### THE REQUEST
Every entry that follows should be reproduced exactly.

:: RECORD SET

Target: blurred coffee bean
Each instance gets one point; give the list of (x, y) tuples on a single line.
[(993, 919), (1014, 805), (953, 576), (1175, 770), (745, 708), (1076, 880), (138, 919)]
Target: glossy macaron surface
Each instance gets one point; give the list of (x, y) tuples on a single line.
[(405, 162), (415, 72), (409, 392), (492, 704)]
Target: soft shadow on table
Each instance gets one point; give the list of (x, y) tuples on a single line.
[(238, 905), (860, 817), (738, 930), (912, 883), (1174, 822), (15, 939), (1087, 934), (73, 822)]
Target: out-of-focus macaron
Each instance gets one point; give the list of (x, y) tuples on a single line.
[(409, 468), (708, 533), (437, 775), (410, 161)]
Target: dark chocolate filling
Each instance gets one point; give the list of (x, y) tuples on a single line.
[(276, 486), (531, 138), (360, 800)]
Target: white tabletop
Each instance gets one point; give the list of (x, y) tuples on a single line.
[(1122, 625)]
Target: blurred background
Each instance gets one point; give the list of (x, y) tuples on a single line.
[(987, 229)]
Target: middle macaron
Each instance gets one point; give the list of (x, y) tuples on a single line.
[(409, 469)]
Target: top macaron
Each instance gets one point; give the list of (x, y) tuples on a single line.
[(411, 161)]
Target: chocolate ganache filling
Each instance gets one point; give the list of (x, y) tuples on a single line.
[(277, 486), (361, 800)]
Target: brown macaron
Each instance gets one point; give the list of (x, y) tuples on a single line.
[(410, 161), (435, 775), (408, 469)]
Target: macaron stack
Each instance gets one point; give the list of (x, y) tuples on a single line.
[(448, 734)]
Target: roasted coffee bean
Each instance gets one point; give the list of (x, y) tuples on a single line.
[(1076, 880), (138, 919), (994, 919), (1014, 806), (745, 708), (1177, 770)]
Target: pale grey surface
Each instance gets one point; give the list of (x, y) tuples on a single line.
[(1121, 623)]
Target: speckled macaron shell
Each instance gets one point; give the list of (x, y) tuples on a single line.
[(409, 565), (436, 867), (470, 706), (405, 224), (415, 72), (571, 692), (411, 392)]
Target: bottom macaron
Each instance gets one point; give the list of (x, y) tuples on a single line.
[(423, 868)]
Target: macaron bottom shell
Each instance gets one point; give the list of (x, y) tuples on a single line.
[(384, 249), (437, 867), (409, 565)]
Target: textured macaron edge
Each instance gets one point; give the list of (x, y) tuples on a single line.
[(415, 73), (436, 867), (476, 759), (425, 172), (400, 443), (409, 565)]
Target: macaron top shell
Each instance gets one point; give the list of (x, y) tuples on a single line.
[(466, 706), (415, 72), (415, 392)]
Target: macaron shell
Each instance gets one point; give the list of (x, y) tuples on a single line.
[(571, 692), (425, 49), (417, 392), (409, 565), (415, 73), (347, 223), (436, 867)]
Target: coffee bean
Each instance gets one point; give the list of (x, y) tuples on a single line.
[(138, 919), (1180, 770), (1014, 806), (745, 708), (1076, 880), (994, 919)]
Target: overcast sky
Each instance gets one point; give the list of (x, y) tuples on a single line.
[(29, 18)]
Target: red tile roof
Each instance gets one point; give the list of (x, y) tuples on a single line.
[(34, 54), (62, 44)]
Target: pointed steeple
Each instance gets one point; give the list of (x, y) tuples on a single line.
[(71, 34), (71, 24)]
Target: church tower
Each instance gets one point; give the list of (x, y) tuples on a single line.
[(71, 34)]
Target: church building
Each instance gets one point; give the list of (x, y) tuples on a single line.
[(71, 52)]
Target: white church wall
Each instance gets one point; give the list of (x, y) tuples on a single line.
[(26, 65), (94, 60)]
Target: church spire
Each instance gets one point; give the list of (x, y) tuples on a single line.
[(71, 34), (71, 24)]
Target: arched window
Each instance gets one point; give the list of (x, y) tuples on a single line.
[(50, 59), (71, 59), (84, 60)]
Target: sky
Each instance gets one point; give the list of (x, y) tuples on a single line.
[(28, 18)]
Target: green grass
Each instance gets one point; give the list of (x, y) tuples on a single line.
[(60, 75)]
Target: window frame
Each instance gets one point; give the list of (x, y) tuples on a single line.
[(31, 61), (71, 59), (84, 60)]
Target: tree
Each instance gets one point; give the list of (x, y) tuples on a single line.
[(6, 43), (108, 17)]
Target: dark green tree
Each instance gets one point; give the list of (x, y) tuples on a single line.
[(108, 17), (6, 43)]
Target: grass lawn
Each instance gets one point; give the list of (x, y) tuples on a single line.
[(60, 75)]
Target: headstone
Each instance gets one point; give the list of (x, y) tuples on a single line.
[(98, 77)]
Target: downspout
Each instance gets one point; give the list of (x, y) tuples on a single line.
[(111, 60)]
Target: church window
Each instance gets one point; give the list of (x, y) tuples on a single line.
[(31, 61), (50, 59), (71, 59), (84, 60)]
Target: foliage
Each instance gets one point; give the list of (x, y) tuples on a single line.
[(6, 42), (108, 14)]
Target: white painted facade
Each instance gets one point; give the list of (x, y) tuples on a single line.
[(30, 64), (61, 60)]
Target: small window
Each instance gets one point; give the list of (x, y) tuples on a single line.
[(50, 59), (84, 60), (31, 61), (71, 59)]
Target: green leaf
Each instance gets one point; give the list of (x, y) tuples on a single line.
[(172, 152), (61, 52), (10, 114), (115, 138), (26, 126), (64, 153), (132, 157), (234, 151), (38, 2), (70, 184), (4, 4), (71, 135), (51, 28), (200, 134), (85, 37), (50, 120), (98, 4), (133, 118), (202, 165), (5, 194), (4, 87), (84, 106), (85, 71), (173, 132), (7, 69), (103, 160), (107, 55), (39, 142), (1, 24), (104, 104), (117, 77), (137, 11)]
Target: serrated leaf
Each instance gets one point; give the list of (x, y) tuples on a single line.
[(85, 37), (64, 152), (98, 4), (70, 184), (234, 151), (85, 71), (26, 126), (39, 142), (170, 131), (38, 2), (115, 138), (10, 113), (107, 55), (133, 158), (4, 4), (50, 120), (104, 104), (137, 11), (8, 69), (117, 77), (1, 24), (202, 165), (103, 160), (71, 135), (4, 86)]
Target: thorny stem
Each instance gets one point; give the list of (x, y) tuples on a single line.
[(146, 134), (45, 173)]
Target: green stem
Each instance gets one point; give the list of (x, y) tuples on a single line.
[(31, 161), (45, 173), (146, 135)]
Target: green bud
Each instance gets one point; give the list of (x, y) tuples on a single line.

::::

### WRITTEN ANSWER
Target: blurred coffee bean
Each instance gets one point; give the list of (x, y) tuples on a single line.
[(993, 919), (1014, 805), (953, 576), (1175, 770), (745, 708), (1076, 880), (138, 919)]
Target: glossy macaron surface
Each instance gets one point; give the list of (x, y) tuples on a single line.
[(405, 162), (415, 72), (409, 392), (492, 704)]
Target: soft shadow on table
Each instance gets one point; give the list of (x, y) tuples on a single line.
[(238, 905), (860, 817), (738, 930), (912, 883), (1174, 822), (15, 939), (1087, 934), (73, 822)]
Target: out-of-focus macaron
Each instance gets one point; give the list of (x, y) tuples on a single line.
[(409, 468), (708, 533), (437, 775), (410, 161)]
Target: dark chocolate filling
Each instance gets one point; give the list of (x, y) tuples on a single line.
[(276, 486), (531, 138), (360, 800)]
Target: white tabletop
Each instance gets one point; give the list of (x, y) tuples on a single line.
[(1122, 625)]
Target: blurred background
Each instance gets one point; give the list of (x, y) tuples on a single line.
[(987, 229)]
Target: middle macaron
Each instance gets one point; give the list of (x, y) tuples on a single line.
[(409, 469)]
Target: top macaron
Each instance gets one point; give the list of (x, y) tuples on a single line.
[(411, 161)]
Target: chocolate ganache filling
Each instance gets one point; give the list of (x, y) tuples on a single line.
[(277, 486), (361, 800)]
Target: brown macaron
Each instance gets one point; give the list of (x, y) tuples on a single line.
[(410, 161), (435, 775), (408, 469)]
Target: macaron stack
Each instance gets one point; give the list of (x, y) tuples on a single line.
[(448, 734)]
Target: roasted coffee bean
Each instance gets one point; give the list of (x, y) tuples on a single line.
[(1076, 880), (138, 919), (994, 919), (1014, 806), (745, 708), (1177, 770)]
Target: pale grey surface
Each instance gets one point; give the list of (x, y) tuples on a single line.
[(1121, 623)]
Target: speckled macaron shell
Each instance gets one point; give the list of (x, y) tuples on a single line.
[(409, 565), (436, 867), (470, 706), (405, 224), (415, 72), (571, 692), (411, 392)]
Target: bottom macaron
Each instance gets one point; give the list of (x, y) tuples on a single line.
[(423, 868)]
Target: macaron bottom shell
Each instance gets one point; give the list of (x, y) tuples on a single line.
[(384, 249), (437, 867), (409, 565)]
Target: textured macaron edge
Each instance gets one point; give the list of (x, y) tuples on a single line.
[(415, 73), (436, 867), (476, 759), (425, 172), (400, 443), (409, 565)]
Target: macaron top shell
Each instance gets one point; give the list of (x, y) tuples on a single line.
[(466, 706), (415, 72), (415, 392)]
Target: macaron shell
Each instance gets one point; give the list of (x, y) tuples on a single line.
[(571, 692), (425, 49), (417, 392), (409, 565), (415, 73), (347, 223), (436, 867)]
Target: coffee bean
Each instance gets one point; give the list of (x, y) tuples on a single line.
[(138, 919), (1180, 770), (1014, 806), (745, 708), (1076, 880), (994, 919)]
Target: overcast sky
Each instance gets one point; give the list of (x, y) tuples on a single line.
[(29, 18)]
Target: red tile roof
Each instance gets one point; give the list of (x, y) tuples on a single line.
[(34, 54), (62, 44)]
Target: pointed steeple
Each instance gets one point; give the list of (x, y) tuples on a single line.
[(71, 34), (71, 24)]
Target: church tower
Each instance gets one point; give the list of (x, y) tuples on a single line.
[(71, 34)]
Target: church building
Each instance gets one point; give the list of (x, y) tuples on a single line.
[(71, 52)]
Target: white church wall
Each instance gets one point; give the list of (x, y) tuples on a single line.
[(26, 65), (94, 60)]
Target: church spire
Each instance gets one point; give the list of (x, y) tuples on a single line.
[(71, 34), (71, 24)]
Target: arched window
Each instance gets one point; give the list of (x, y) tuples on a single line.
[(50, 59), (71, 59), (84, 60)]
Target: sky
Each instance gets one point; give the list of (x, y) tuples on a single line.
[(28, 18)]
Target: green grass
Each instance gets one point; give the list of (x, y) tuples on a single line.
[(60, 75)]
Target: window frame
Each instance gets one point; give the list of (x, y) tuples on a single line.
[(31, 61), (71, 59), (84, 60)]
Target: tree
Each instance gets one point; give the list of (x, y) tuples on a single line.
[(6, 43), (108, 17)]
Target: dark green tree
Each instance gets one point; give the list of (x, y) tuples on a single line.
[(108, 17), (6, 43)]
Target: grass lawn
Each instance gets one point; give the list of (x, y) tuples on a single line.
[(60, 75)]
Target: headstone
Each instance gets one point; give the list of (x, y) tuples on a single line.
[(98, 77)]
Target: downspout
Each instance gets one point; give the list of (x, y) tuples on a single line.
[(111, 60)]
Target: church window
Each instance gets one point; give the list of (x, y) tuples on a single line.
[(31, 61), (50, 59), (71, 59), (84, 60)]
Target: foliage
Each instance gets one point; give the list of (x, y) tuples on a single line.
[(6, 42), (108, 14)]
Target: white painted facade
Each instance gets one point; give the list of (x, y) tuples on a single line.
[(30, 64), (61, 60)]
Target: small window
Each instance gets one point; give the list of (x, y) tuples on a single line.
[(50, 59), (84, 60), (31, 61), (71, 59)]
Target: green leaf
Each instance gets one point; give the list of (x, y) tuples on a single line.
[(172, 152), (61, 52), (10, 114), (115, 138), (26, 126), (64, 153), (132, 157), (234, 151), (38, 2), (70, 184), (4, 4), (71, 135), (51, 28), (200, 134), (85, 37), (50, 120), (98, 4), (133, 118), (202, 165), (5, 194), (4, 87), (84, 106), (85, 71), (173, 132), (7, 69), (103, 160), (107, 55), (39, 142), (1, 24), (104, 104), (117, 77), (137, 11)]
Target: serrated leaf
Each instance gets one point; give the list of (x, y) tuples on a single line.
[(85, 37), (64, 152), (98, 4), (70, 184), (234, 151), (85, 71), (26, 126), (39, 142), (170, 131), (38, 2), (115, 138), (10, 113), (107, 55), (133, 158), (4, 4), (50, 120), (104, 104), (137, 11), (8, 69), (117, 77), (1, 24), (202, 165), (103, 160), (71, 135), (4, 86)]
Target: thorny stem
Each instance gets one point; give the list of (x, y) tuples on a single line.
[(146, 134), (45, 173)]
Target: green stem
Each instance gets one point; give the list of (x, y) tuples on a single line.
[(31, 161), (45, 173), (146, 135)]
Target: green bud
Each instance gets one point; give the list of (x, y) tuples on a single line.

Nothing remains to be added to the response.